(Dataset entries)
^^^^

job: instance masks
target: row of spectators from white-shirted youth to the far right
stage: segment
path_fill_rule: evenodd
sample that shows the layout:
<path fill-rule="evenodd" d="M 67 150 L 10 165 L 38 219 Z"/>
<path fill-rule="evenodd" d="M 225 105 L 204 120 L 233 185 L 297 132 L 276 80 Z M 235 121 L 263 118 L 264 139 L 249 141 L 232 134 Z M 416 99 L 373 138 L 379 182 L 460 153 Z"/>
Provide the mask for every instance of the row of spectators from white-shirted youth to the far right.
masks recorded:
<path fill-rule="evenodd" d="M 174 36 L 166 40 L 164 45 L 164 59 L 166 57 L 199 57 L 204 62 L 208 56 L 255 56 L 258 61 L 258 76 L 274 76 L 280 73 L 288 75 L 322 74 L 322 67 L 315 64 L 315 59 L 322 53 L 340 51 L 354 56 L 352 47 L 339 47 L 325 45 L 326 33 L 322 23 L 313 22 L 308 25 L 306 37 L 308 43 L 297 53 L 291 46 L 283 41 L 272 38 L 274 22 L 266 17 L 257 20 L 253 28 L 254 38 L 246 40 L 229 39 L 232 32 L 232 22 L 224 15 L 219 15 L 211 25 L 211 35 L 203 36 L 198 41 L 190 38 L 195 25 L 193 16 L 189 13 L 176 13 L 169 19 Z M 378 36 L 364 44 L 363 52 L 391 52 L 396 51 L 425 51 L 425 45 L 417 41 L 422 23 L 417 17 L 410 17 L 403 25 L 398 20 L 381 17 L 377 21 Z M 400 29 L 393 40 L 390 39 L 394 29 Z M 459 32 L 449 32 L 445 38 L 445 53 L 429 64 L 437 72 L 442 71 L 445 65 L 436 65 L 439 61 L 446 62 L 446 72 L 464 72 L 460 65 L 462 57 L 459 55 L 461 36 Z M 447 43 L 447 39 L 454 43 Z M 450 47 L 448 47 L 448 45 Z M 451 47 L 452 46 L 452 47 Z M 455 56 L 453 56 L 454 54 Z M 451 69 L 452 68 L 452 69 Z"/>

^^^^

* EXERCISE AIM *
Could you work out how many lines of the data above contain the word "shirted"? Give only the number.

* EXERCISE SOLUTION *
2